● EXERCISE DETAILS
Output the stretch of the material from its start through the line containing "[[[47,108],[55,105],[55,92],[42,92],[33,94],[33,109]]]" as a Markdown table with columns Row and Entry. Number the rows, skip blank lines, and leave out the pictures.

● PROVIDED RECORDS
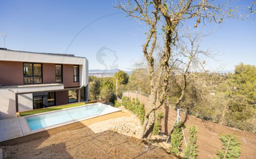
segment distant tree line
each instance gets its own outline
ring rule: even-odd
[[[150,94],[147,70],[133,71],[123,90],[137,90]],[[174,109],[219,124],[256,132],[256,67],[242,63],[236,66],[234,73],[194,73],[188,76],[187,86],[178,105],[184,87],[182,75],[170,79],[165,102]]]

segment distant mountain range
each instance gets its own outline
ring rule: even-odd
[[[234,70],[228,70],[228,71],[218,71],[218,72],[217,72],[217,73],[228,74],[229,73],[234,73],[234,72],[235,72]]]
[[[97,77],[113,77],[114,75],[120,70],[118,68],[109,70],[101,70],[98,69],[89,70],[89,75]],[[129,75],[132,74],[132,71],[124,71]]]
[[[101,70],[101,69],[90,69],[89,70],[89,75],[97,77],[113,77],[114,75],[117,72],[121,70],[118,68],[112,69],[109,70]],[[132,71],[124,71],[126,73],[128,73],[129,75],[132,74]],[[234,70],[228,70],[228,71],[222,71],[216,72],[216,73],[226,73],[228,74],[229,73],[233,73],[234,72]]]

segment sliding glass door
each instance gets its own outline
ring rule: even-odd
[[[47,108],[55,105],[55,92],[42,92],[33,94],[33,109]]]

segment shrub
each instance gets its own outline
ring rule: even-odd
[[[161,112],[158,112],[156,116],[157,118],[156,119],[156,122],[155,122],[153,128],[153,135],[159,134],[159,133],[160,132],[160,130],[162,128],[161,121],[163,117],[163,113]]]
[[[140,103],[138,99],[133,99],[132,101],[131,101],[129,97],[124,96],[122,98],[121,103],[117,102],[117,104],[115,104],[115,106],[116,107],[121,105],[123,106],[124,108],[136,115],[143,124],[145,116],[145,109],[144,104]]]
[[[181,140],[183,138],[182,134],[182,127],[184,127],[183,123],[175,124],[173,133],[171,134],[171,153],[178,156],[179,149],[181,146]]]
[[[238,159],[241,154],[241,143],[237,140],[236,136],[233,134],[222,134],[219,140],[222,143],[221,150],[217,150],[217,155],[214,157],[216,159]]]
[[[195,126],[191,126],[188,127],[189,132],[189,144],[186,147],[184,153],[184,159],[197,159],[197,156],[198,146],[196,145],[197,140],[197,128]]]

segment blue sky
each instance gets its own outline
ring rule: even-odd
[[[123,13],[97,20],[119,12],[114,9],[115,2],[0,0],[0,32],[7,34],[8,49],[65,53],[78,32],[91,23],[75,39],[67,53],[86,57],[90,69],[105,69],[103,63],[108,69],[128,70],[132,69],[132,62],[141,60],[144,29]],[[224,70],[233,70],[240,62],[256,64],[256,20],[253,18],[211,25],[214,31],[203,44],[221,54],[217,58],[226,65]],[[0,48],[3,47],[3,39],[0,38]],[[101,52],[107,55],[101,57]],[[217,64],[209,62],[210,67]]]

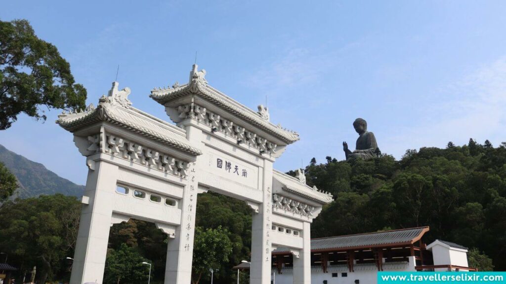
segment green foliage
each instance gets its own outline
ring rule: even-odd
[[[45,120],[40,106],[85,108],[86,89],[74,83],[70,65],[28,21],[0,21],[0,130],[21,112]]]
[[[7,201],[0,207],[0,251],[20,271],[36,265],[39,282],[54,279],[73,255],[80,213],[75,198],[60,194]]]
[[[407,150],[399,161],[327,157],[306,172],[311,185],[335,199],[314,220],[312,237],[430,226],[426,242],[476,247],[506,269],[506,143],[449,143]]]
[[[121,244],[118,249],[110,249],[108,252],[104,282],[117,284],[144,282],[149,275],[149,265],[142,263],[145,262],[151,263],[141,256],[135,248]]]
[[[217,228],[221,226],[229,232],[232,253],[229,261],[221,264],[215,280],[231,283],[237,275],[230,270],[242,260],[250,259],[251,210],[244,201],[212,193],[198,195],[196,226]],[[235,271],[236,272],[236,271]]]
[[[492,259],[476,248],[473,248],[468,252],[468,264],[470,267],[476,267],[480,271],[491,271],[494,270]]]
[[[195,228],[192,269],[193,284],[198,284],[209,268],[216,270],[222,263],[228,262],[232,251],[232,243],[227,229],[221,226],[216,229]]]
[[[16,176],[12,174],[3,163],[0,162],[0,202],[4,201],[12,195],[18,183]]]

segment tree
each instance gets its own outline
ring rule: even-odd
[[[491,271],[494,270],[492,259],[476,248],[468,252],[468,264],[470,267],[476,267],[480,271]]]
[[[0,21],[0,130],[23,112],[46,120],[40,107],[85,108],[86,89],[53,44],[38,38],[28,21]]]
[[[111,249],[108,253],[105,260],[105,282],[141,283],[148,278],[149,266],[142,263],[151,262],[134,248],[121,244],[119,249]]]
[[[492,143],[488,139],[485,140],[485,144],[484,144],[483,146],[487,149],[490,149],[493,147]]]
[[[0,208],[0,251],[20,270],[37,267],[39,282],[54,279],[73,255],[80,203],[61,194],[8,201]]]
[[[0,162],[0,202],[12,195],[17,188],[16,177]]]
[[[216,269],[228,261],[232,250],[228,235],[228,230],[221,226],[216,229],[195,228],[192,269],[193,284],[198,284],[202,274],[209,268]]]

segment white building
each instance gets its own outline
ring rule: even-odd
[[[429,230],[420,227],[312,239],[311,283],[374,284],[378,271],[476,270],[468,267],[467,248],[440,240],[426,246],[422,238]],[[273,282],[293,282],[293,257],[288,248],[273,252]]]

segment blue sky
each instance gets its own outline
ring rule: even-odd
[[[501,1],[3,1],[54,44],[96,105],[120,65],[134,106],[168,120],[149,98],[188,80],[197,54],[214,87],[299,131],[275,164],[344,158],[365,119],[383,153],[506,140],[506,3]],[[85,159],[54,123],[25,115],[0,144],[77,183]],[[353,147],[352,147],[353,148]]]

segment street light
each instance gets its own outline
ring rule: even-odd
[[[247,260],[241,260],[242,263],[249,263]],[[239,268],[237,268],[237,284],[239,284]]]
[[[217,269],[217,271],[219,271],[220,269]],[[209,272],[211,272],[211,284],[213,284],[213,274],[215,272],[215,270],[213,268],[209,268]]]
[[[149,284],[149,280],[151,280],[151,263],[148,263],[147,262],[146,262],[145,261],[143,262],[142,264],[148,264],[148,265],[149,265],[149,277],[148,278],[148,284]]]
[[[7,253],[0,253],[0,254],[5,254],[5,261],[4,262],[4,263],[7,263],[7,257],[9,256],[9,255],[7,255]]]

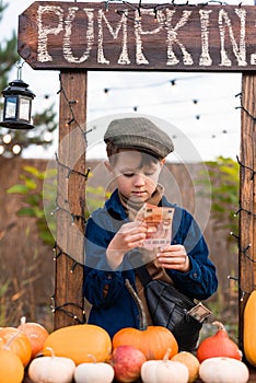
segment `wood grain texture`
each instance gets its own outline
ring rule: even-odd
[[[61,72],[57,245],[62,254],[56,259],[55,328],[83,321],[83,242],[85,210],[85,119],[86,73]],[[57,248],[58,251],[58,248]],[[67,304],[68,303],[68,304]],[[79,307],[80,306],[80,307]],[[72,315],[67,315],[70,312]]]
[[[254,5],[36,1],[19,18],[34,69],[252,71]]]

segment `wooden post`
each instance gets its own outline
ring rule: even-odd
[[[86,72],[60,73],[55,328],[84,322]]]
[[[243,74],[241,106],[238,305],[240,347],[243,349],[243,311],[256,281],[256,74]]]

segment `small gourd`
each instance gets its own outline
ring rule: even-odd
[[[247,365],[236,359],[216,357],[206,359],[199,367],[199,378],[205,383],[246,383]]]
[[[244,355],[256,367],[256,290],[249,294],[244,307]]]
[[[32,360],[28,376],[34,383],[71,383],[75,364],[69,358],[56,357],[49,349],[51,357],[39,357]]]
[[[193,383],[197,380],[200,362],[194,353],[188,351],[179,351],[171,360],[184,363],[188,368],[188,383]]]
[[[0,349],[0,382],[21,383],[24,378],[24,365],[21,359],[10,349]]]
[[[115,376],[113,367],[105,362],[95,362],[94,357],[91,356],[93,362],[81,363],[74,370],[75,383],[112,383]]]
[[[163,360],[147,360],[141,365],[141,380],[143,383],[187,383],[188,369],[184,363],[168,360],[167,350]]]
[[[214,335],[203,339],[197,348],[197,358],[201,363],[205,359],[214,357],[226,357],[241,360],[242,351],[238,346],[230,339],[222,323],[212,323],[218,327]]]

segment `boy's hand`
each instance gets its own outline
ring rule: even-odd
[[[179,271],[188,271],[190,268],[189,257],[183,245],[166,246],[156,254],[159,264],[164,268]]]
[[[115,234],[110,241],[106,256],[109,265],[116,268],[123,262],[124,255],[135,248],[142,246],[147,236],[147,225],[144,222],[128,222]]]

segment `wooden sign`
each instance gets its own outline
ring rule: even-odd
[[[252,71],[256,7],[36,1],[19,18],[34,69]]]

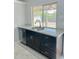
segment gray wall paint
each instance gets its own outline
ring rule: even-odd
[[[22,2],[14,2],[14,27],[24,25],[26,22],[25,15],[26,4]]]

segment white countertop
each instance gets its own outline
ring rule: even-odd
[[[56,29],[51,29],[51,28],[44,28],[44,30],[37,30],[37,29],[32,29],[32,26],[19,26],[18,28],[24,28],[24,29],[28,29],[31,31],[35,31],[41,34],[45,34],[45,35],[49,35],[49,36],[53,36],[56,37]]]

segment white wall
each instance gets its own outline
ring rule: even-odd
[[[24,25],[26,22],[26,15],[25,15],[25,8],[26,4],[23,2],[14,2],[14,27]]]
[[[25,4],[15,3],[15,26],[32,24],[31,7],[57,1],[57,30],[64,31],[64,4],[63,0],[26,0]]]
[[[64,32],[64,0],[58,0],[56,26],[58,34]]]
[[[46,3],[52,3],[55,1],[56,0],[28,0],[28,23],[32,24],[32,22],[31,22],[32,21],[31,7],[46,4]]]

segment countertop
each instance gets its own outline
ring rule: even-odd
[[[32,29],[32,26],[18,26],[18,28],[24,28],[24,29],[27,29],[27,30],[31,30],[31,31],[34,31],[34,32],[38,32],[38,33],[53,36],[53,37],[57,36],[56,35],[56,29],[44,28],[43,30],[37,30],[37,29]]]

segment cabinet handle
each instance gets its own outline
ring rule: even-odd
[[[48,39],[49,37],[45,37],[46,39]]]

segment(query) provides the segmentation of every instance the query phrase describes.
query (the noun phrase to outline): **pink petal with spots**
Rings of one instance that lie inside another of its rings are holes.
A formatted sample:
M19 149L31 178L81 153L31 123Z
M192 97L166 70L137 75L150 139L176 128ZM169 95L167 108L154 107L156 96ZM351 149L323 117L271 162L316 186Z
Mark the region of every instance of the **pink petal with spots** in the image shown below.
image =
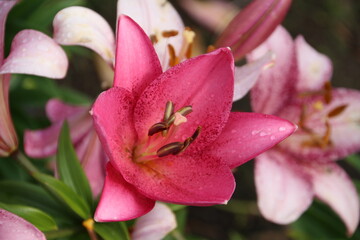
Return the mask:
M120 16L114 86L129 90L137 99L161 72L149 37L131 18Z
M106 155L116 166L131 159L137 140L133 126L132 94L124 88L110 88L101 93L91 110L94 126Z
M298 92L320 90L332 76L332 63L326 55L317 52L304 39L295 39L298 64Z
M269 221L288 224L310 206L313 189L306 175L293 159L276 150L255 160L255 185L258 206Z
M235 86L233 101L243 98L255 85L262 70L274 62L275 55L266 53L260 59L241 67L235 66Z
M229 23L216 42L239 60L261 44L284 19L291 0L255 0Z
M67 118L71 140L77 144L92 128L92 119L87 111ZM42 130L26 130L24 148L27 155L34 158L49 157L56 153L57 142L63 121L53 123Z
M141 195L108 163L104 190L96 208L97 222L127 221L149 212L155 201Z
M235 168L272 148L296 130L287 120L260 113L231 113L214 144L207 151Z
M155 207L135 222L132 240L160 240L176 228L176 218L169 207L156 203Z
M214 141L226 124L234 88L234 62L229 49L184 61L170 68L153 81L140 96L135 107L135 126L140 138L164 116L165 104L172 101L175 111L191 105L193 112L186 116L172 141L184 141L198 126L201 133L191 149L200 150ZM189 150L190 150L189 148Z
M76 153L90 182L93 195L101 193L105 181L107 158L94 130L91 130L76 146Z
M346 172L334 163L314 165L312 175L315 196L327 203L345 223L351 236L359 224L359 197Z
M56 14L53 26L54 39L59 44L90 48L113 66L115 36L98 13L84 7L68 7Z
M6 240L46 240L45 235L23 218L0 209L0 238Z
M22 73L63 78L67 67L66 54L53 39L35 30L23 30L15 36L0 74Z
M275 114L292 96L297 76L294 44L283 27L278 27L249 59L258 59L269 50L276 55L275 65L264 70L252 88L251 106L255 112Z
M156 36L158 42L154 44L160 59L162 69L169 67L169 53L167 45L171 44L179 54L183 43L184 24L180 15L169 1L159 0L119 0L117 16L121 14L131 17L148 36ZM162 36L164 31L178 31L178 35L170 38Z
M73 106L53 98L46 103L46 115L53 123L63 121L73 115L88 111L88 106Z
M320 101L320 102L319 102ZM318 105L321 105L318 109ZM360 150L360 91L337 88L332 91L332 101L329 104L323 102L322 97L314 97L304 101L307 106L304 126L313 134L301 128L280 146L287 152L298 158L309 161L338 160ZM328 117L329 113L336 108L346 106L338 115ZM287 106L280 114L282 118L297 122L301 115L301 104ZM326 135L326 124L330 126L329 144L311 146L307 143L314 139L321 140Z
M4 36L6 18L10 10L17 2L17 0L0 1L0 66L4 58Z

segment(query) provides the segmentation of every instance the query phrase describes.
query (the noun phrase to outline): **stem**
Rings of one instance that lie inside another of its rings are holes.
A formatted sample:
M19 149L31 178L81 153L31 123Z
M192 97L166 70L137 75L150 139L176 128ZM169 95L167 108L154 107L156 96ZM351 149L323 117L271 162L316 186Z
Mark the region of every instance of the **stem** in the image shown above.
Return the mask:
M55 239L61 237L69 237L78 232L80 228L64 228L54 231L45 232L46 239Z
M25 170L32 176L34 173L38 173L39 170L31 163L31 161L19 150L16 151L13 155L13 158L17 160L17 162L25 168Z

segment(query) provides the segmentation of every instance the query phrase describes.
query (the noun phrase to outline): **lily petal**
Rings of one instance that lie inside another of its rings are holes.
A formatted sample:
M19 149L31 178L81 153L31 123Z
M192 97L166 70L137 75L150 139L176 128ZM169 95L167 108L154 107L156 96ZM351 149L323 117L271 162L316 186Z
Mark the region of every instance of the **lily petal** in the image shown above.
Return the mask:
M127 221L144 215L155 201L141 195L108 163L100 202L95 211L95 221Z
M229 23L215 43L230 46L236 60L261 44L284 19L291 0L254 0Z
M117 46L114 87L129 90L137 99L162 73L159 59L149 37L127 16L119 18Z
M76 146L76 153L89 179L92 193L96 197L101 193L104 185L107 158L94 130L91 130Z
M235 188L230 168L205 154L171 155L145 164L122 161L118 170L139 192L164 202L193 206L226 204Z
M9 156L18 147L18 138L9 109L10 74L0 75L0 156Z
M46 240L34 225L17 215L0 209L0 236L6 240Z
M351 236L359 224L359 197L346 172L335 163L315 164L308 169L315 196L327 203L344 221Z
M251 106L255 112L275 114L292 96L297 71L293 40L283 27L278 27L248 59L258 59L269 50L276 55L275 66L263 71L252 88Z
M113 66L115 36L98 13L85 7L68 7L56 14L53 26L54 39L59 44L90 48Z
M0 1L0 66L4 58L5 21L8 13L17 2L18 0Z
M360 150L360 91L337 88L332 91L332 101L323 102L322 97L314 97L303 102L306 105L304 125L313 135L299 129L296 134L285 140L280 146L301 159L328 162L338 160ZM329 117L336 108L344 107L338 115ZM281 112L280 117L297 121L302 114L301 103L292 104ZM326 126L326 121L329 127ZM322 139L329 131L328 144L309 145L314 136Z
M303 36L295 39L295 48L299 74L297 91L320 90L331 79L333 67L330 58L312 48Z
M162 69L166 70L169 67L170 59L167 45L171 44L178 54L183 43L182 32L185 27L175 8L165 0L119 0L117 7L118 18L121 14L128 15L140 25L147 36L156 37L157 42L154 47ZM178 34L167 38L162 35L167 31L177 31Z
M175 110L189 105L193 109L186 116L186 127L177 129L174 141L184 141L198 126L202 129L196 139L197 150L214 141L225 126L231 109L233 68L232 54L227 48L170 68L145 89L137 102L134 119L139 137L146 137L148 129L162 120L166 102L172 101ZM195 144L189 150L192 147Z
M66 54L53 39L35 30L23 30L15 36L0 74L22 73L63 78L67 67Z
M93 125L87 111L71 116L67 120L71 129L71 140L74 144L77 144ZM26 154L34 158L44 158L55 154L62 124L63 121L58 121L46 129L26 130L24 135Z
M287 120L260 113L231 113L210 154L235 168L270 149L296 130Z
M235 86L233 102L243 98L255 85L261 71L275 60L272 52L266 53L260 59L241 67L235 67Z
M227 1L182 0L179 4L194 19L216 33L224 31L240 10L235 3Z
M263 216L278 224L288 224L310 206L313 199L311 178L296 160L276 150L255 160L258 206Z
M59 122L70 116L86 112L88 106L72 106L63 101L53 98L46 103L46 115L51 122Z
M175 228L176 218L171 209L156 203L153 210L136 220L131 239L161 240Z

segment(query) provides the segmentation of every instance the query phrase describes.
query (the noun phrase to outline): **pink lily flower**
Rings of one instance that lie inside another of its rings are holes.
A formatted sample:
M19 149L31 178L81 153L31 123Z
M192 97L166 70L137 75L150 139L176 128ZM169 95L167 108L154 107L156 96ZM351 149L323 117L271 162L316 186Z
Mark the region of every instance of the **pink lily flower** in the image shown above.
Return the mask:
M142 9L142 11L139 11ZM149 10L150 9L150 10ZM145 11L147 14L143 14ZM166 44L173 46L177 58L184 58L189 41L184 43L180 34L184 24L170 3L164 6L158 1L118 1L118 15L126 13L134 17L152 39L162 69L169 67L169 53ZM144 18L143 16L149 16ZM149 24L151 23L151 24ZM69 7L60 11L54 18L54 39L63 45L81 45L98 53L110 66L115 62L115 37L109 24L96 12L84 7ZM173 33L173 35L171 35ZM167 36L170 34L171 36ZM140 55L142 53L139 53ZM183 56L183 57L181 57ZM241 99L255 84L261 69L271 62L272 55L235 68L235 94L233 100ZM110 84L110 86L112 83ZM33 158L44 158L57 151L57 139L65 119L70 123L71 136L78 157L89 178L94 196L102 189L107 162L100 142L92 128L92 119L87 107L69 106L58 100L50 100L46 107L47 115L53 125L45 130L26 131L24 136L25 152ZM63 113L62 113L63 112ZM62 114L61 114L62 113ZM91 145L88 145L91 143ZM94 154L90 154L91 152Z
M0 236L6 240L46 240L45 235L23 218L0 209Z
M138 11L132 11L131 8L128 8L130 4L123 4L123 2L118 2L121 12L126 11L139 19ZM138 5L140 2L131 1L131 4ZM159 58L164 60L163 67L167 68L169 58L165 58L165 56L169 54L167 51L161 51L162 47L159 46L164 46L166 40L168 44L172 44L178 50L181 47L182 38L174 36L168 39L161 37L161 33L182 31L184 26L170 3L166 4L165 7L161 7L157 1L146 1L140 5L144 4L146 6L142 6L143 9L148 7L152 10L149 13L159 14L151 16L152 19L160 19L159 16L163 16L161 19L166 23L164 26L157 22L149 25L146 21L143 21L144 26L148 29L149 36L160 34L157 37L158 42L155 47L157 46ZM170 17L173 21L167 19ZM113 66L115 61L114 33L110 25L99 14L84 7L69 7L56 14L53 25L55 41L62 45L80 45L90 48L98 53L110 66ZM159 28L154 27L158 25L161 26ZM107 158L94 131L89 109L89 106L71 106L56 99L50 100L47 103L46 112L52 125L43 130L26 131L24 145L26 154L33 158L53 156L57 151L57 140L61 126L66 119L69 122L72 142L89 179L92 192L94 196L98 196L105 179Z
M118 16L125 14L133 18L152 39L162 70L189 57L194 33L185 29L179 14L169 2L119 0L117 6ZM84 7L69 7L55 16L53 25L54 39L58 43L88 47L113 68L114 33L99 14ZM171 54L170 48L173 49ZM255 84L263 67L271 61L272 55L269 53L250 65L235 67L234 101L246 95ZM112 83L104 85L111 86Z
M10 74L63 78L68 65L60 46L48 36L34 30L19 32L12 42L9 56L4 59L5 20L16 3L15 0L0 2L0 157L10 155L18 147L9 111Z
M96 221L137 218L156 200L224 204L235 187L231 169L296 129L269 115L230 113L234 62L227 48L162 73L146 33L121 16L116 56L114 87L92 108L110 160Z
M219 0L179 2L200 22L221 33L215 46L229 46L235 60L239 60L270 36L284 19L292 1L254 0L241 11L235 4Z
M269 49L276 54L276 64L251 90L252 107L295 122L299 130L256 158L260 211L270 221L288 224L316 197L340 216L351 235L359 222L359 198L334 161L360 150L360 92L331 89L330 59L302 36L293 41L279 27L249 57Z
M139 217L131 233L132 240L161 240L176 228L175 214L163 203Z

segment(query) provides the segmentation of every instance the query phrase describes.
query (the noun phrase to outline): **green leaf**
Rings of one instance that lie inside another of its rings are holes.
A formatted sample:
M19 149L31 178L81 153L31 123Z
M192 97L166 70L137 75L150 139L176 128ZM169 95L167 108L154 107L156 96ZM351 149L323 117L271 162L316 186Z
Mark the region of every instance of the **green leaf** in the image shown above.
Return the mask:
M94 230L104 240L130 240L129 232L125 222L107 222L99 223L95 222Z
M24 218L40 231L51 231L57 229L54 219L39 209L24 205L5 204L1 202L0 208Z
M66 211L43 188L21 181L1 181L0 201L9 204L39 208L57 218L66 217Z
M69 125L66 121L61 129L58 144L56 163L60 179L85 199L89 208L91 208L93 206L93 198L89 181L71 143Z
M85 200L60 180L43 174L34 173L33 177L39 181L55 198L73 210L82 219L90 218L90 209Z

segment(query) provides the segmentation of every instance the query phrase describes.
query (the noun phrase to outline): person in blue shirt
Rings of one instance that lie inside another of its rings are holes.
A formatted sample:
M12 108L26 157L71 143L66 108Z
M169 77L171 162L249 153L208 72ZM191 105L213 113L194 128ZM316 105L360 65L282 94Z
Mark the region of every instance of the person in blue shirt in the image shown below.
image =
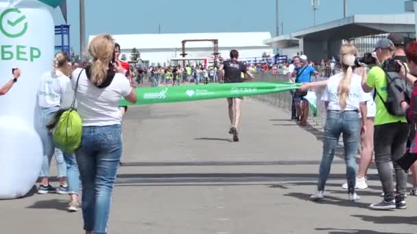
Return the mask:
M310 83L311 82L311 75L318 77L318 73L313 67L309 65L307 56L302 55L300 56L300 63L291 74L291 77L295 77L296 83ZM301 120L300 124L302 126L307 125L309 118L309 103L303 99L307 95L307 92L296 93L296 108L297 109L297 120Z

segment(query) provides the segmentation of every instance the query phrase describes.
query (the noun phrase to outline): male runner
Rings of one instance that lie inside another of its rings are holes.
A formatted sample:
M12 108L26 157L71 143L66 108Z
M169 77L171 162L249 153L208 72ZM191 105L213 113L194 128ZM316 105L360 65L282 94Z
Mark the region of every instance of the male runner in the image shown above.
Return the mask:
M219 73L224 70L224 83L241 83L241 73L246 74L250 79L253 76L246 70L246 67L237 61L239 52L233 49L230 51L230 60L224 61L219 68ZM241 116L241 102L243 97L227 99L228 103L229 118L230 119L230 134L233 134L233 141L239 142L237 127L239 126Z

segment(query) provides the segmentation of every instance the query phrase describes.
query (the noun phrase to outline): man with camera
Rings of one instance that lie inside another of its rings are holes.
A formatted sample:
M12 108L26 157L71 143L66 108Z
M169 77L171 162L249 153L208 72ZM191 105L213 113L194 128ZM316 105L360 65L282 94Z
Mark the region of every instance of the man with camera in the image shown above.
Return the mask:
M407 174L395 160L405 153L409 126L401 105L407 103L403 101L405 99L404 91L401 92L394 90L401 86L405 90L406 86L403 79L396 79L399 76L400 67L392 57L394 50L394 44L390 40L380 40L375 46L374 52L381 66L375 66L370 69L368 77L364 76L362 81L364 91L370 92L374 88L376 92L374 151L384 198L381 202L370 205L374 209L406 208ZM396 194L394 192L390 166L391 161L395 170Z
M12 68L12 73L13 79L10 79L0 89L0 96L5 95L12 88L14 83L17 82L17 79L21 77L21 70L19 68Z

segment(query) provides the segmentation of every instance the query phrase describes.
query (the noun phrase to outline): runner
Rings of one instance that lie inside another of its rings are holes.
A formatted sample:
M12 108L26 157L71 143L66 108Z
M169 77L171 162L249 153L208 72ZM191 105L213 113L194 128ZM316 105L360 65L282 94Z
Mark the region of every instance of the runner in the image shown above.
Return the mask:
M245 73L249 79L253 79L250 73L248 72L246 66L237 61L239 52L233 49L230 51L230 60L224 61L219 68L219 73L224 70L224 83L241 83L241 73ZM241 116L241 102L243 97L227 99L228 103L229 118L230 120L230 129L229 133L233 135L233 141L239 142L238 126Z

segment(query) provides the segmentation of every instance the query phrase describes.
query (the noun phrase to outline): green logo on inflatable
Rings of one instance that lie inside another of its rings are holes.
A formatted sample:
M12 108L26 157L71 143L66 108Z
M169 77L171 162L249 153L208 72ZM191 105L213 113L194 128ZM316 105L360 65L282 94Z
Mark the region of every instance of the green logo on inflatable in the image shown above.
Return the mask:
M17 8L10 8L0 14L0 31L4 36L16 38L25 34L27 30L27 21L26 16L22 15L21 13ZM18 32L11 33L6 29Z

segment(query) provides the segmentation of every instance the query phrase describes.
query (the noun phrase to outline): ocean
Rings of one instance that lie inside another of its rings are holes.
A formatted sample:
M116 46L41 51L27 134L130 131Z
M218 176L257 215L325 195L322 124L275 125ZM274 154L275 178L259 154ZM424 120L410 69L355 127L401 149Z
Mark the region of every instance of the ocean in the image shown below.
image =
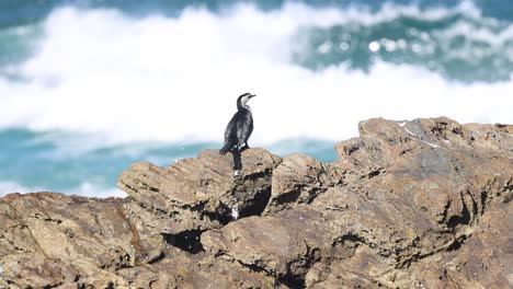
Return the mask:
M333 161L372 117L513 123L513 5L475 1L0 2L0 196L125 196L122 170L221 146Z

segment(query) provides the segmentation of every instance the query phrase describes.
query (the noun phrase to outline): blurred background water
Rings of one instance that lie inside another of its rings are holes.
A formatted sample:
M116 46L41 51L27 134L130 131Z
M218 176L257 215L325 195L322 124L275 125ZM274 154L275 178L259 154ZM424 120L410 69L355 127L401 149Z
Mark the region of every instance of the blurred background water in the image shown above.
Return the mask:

● TASK SOLUTION
| Row | Entry |
|---|---|
| 1 | segment distant tree line |
| 2 | each instance gets its own outline |
| 3 | ring rule: even-odd |
| 4 | [[[150,94],[147,70],[133,71],[123,90],[137,90]],[[174,109],[219,124],[256,132],[256,67],[242,63],[236,66],[234,73],[194,73],[188,76],[187,86],[178,105],[184,87],[182,75],[170,79],[165,102]]] |
| 5 | segment distant mountain range |
| 6 | each instance gets its own outline |
| 7 | ring rule: even-odd |
| 8 | [[[234,70],[228,70],[228,71],[218,71],[218,72],[217,72],[217,73],[228,74],[229,73],[234,73],[234,72],[235,72]]] |
| 9 | [[[97,77],[113,77],[114,75],[120,70],[118,68],[109,70],[101,70],[98,69],[89,70],[89,75]],[[129,75],[132,74],[132,71],[124,71]]] |
| 10 | [[[101,70],[101,69],[90,69],[89,70],[89,75],[97,77],[113,77],[114,75],[117,72],[121,70],[118,68],[112,69],[109,70]],[[132,71],[124,71],[126,73],[128,73],[129,75],[132,74]],[[234,70],[228,70],[228,71],[222,71],[216,72],[216,73],[226,73],[228,74],[229,73],[233,73],[234,72]]] |
| 11 | segment sliding glass door |
| 12 | each instance gets its own outline |
| 13 | ring rule: even-odd |
| 14 | [[[47,108],[55,105],[55,92],[42,92],[33,94],[33,109]]] |